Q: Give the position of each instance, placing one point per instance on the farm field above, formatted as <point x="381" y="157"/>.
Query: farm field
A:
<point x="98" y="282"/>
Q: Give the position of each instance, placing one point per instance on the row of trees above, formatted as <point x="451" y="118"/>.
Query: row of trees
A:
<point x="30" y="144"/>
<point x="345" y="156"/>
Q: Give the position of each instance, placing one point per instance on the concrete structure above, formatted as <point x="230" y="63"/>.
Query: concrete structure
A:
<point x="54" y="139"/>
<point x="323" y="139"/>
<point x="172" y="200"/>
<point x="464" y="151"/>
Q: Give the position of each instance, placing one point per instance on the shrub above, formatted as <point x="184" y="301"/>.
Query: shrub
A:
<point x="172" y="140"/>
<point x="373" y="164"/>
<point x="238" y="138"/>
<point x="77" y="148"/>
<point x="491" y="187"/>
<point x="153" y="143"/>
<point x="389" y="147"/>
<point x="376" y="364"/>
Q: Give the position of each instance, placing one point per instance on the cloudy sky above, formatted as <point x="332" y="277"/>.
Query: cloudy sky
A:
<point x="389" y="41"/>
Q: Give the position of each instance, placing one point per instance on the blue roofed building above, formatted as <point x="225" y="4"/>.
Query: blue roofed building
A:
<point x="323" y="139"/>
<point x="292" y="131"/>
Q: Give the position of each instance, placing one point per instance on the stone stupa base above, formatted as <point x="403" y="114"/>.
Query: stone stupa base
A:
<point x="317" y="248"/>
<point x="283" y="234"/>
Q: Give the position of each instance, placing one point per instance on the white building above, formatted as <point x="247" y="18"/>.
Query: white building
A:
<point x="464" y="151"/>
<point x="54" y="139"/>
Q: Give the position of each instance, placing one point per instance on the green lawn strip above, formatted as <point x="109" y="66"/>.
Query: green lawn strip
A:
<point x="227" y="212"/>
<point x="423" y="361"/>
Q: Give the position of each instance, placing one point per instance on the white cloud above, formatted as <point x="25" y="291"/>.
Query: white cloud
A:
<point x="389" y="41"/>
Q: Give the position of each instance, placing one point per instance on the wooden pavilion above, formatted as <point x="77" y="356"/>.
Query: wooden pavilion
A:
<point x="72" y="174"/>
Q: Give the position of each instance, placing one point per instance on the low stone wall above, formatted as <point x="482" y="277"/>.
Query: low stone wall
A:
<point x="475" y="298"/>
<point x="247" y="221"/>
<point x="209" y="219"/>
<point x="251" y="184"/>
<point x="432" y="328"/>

• **WHAT YOU WILL DO**:
Switch "wooden pavilion" to "wooden gazebo" throughout the entries above and write them out again, leaving everything else unchanged.

• **OUTPUT OF THE EXERCISE**:
Q: Give the position of each instance, placing one point per instance on the farm field above, formatted as <point x="381" y="157"/>.
Query: farm field
A:
<point x="98" y="282"/>
Q: Give the position of each instance, placing one point per instance on the row of trees above, formatted as <point x="451" y="118"/>.
Query: row of trees
A:
<point x="30" y="144"/>
<point x="345" y="156"/>
Q: Give the position of each instance, placing one point per instance on the concrete structure above, formatted as <point x="230" y="63"/>.
Query: concrete structure
A:
<point x="54" y="139"/>
<point x="323" y="139"/>
<point x="172" y="200"/>
<point x="464" y="151"/>
Q: Give the position of each instance, placing one point per instance on the shrub above, formatted as <point x="184" y="301"/>.
Query: shrub
A:
<point x="172" y="140"/>
<point x="373" y="164"/>
<point x="238" y="138"/>
<point x="77" y="148"/>
<point x="491" y="187"/>
<point x="153" y="143"/>
<point x="389" y="147"/>
<point x="376" y="364"/>
Q: Give the position of each instance, placing one point per instance on the cloudy sky above, formatted as <point x="332" y="277"/>.
Query: cloudy sky
A:
<point x="389" y="41"/>
Q: Give the position of each instance, placing one point per instance on the blue roofed building above, formatted as <point x="225" y="4"/>.
Query: blue roofed building
A:
<point x="323" y="139"/>
<point x="292" y="131"/>
Q: Give the position of each instance, placing one point per instance on the stone stupa base above, formatted as <point x="403" y="114"/>.
Query: stone stupa base
A:
<point x="317" y="248"/>
<point x="283" y="234"/>
Q: Give the position of each instance, placing one point per instance on the white building above, formatted as <point x="247" y="18"/>.
Query: white building
A:
<point x="464" y="151"/>
<point x="54" y="139"/>
Q: Give the position of each instance, placing one point per instance on the green lawn strip above, formatted as <point x="109" y="66"/>.
Query: green lawn strip
A:
<point x="227" y="212"/>
<point x="423" y="361"/>
Q: Give the position of each instance, placing one point per instance on the white cloud above, formatted as <point x="25" y="291"/>.
Query: white cloud
A:
<point x="389" y="41"/>
Q: Give the position of each instance, placing one point per instance on the wooden gazebo above, formatted as <point x="77" y="356"/>.
Query: wooden gazebo
A:
<point x="72" y="174"/>
Q: Give the position of each instance, placing one point per instance on the low stone wall above, formatted as <point x="482" y="277"/>.
Query: low stone wall
A:
<point x="475" y="298"/>
<point x="247" y="221"/>
<point x="209" y="219"/>
<point x="251" y="184"/>
<point x="432" y="328"/>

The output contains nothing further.